**Source document**
My intention was to confirm we have something close to a multiset. Anyway, it would be great to see a comparison table. Aside construction, what is provided by std::unordered_multiset that is not provided by the poly_collections (or it is provided in a different way) ?

poly collections do not behave like multisets in many respects: * There is no predicate-induced ordering of elements: order in a poly collection is free for the user to change *within a segment* (much like in a regular std::vector<T>). * No binary-search lookup interface. * segments might resemble buckets, but they're completely different beasts: segments are dedicated vector-like structures for same-type elements, whereas elements in an unordered multiset migrate from bucket to bucket as the container grows (rehashes). All in all, I really don't see much connection between both data structures.

I talked of polymorphic_value as it close to std::function and boost::type_erasure::any. At the end all of them are type erasures for some concept. IMO, you base_collection<T> is closer to vector than to ptr_vector<T>. Of course the layout is not the same, and this makes the difference of your poly_collections.

Exactly. Both structures hide pointer indirections away.

For the normal algorithms, the function has as parameter the const value_type and needs to use dynamic polymorphism.

Right. (Parameter is (const) value_type&, note the '&'.)

When we use the “restituted" algorithm overload, the algorithm "restitutes" the specific types and call to an heterogeneous function, an overload set for the reconstituted types, as if it were a visitor, isn't it?

**Data section**

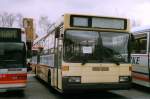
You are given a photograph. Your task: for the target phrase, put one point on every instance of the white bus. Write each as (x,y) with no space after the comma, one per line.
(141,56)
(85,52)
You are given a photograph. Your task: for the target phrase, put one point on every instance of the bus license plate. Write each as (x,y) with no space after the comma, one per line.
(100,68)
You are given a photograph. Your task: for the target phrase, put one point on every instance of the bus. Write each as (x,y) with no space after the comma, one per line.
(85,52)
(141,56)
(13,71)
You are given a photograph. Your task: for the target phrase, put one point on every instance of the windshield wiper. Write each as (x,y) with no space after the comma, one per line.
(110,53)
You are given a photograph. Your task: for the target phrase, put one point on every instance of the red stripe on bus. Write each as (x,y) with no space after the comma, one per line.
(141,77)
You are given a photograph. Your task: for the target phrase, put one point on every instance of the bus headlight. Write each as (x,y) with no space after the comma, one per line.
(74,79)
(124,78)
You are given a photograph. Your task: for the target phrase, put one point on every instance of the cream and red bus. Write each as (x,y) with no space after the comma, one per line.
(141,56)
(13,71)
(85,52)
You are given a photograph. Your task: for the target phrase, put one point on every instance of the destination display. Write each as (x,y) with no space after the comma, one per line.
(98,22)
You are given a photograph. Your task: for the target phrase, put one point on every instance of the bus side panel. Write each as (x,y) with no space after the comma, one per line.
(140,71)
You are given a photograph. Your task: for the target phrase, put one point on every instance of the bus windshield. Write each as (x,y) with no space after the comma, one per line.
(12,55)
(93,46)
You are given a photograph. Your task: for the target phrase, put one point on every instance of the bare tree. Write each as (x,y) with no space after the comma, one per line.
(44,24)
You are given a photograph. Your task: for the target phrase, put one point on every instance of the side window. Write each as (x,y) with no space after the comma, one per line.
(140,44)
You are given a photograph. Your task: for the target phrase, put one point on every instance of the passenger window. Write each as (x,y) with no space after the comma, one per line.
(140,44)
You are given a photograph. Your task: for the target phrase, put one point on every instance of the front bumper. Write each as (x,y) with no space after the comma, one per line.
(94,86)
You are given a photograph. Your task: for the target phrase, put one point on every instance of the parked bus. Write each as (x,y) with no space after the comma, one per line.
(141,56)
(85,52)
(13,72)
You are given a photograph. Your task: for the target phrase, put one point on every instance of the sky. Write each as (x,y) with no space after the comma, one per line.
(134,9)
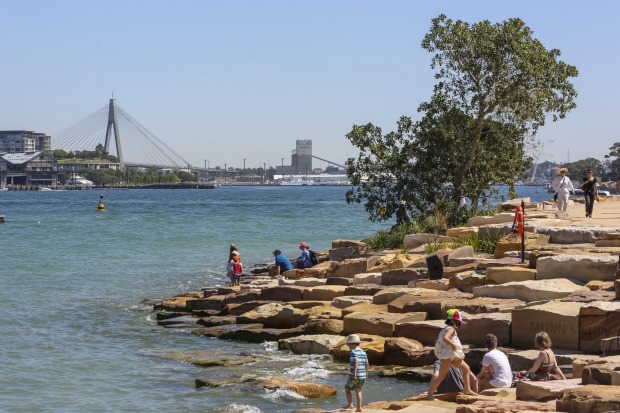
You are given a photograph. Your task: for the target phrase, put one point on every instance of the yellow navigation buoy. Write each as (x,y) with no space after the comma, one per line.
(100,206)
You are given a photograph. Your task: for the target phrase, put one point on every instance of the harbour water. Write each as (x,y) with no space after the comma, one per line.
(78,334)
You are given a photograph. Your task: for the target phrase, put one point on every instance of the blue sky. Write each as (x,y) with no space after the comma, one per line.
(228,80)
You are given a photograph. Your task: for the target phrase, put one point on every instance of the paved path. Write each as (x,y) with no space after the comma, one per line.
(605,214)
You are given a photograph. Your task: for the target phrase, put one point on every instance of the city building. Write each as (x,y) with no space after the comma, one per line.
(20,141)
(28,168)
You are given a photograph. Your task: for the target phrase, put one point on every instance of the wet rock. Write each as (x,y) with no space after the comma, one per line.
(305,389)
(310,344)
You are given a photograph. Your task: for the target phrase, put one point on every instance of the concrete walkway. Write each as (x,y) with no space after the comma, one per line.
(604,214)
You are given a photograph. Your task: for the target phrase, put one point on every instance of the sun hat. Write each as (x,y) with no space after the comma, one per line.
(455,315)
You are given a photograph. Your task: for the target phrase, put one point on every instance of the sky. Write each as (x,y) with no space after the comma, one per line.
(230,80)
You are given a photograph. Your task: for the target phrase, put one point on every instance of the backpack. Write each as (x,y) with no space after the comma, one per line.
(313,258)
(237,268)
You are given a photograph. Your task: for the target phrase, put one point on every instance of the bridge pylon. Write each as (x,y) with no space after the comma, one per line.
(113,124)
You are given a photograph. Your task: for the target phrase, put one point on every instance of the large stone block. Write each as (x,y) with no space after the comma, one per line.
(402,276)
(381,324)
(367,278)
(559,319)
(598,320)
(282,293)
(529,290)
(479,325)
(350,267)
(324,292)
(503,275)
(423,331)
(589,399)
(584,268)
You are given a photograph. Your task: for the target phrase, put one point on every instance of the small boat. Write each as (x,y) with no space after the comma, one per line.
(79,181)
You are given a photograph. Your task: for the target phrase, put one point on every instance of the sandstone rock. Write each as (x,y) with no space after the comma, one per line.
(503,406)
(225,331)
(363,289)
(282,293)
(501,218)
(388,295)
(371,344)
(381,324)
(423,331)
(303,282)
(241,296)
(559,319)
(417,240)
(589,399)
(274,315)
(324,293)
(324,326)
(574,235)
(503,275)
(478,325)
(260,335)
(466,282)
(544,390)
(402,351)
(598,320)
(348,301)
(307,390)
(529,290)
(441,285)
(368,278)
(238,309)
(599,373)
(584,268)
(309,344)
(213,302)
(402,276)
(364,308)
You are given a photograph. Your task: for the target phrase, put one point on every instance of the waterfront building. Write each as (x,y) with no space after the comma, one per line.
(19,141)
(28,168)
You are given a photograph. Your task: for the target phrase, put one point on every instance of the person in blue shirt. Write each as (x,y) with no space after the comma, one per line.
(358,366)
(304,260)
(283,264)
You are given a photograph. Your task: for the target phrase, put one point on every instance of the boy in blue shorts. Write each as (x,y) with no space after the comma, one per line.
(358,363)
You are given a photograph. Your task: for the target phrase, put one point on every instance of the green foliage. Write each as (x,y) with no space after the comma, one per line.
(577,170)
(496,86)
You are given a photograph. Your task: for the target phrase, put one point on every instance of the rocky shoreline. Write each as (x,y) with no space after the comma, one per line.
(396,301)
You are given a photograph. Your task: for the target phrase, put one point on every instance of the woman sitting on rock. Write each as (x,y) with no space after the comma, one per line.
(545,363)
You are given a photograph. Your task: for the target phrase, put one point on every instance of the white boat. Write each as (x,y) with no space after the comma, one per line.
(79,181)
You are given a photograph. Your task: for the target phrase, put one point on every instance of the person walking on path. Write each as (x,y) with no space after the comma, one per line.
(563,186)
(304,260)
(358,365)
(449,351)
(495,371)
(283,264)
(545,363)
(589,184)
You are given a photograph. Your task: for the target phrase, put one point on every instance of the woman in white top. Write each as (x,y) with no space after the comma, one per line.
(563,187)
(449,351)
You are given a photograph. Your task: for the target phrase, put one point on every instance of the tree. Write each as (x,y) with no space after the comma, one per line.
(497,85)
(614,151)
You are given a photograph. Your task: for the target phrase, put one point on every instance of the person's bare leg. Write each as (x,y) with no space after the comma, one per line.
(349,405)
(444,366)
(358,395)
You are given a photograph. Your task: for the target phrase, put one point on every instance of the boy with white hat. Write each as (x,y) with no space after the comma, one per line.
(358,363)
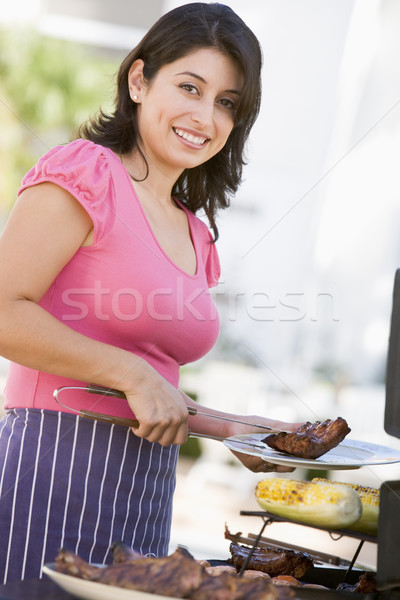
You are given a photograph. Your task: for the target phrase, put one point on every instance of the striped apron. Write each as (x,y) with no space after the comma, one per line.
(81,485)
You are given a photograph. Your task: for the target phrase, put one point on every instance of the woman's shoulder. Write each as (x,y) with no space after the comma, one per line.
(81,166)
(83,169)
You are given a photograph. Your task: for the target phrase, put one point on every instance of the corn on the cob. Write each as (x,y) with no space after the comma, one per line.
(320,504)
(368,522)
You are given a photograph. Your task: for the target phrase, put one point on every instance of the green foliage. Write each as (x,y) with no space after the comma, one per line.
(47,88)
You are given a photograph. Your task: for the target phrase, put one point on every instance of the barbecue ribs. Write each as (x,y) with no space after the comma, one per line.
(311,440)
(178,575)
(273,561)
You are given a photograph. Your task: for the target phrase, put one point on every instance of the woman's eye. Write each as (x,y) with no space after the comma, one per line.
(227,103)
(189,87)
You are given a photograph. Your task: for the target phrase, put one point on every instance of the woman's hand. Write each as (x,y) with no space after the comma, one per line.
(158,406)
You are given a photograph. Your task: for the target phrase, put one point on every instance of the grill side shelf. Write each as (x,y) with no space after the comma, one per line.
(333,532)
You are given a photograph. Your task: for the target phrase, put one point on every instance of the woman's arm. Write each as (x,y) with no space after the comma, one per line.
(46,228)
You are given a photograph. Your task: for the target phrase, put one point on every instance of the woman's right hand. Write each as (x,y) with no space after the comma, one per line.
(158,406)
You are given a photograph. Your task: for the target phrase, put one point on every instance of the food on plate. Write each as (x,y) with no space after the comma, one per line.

**To be done**
**1)** Print the part of the forum thread on poly collections from "Exactly. Both structures" up to and including "note the '&'.)".
**2)** Select every line of the records that contains the string "plate", treating uppercase and lowercase as different.

**Solutions to the tasks**
**1)**
Exactly. Both structures hide pointer indirections away.

For the normal algorithms, the function has as parameter the const value_type and needs to use dynamic polymorphism.

Right. (Parameter is (const) value_type&, note the '&'.)

**2)**
You are given a photograph. Your task: for the target phrase, put one point on every instance of the bus license plate. Write each as (x,y) with no space after the comma, one per line.
You are given a photograph. Your task: for the target phrase, put one point on every instance of the food on plate. Write each as (x,y) with no space after the comma, one per line.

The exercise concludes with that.